__SELECTED PASSAGE__
Constructions for regular-graph semi-Latin rectangles with block size two

Nseobong Peter Uto*, R. A. Bailey

*Corresponding author for this work

Research output: Contribution to journalArticlepeer-review


Semi-Latin rectangles are generalizations of Latin squares and semi-Latin
squares. Although they are called rectangles, the number of rows and the
number of columns are not necessarily distinct. There are k treatments in
each cell (row-column intersection): these constitute a block. Each treatment
of the design appears a definite number of times in each row and also a definite
number of times in each column (these parameters also being not necessarily
distinct). When k = 2, the design is said to have block size two. Regular-
graph semi-Latin rectangles have the additional property that the treatment
concurrences between any two pairs of distinct treatments differ by at most
one. Constructions for semi-Latin rectangles of this class with k = 2 which
have v treatments, v/2 rows and v columns, where v is even, are given in
Bailey and Monod (2001). These give the smallest designs when v is even.

__DIRECTIVE A__
In the records, write out the lines from the one containing "Every instance of the cyclist's" up to and including the one containing "Query: cyclist's leg".

__DATA SECTION__

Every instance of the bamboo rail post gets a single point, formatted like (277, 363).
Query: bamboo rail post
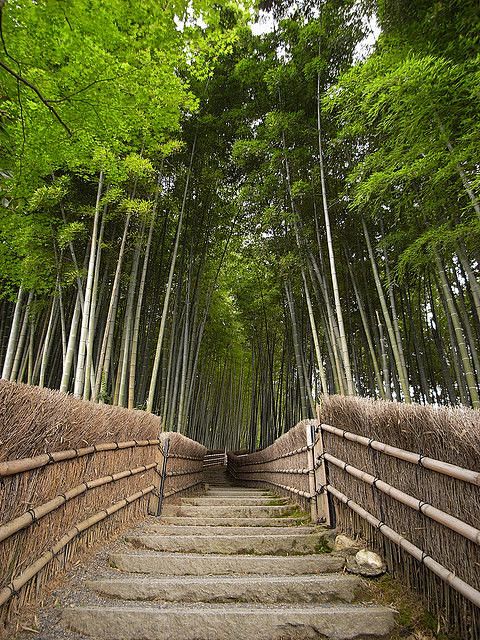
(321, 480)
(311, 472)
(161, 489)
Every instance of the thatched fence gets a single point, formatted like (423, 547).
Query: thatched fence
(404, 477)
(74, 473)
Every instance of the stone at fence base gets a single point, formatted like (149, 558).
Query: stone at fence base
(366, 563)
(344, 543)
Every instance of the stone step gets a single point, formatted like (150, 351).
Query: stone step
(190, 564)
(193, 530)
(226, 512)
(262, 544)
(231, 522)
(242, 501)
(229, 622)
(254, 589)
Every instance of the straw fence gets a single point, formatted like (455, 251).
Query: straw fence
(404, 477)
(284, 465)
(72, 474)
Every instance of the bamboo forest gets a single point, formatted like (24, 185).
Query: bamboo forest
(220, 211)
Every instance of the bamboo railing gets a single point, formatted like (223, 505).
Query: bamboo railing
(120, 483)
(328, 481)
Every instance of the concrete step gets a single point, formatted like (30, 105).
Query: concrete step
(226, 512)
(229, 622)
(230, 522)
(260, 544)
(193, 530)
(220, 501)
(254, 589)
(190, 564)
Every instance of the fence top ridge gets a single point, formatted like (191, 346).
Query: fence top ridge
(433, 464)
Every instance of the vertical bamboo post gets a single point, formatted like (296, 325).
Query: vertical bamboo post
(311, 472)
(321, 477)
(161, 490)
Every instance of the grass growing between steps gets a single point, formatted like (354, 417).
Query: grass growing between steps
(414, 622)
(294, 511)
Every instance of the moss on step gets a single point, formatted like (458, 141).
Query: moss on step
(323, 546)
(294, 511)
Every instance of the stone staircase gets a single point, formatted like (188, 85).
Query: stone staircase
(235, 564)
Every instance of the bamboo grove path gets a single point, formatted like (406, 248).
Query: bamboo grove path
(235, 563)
---
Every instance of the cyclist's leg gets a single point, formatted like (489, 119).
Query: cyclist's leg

__DIRECTIVE B__
Reproduce the passage on semi-Latin rectangles word for word, from "Semi-Latin rectangles are" up to and including "when v is even.".

__FULL SOLUTION A__
Every instance of the cyclist's leg gets a single point, formatted like (489, 119).
Query: cyclist's leg

__FULL SOLUTION B__
Semi-Latin rectangles are generalizations of Latin squares and semi-Latin
squares. Although they are called rectangles, the number of rows and the
number of columns are not necessarily distinct. There are k treatments in
each cell (row-column intersection): these constitute a block. Each treatment
of the design appears a definite number of times in each row and also a definite
number of times in each column (these parameters also being not necessarily
distinct). When k = 2, the design is said to have block size two. Regular-
graph semi-Latin rectangles have the additional property that the treatment
concurrences between any two pairs of distinct treatments differ by at most
one. Constructions for semi-Latin rectangles of this class with k = 2 which
have v treatments, v/2 rows and v columns, where v is even, are given in
Bailey and Monod (2001). These give the smallest designs when v is even.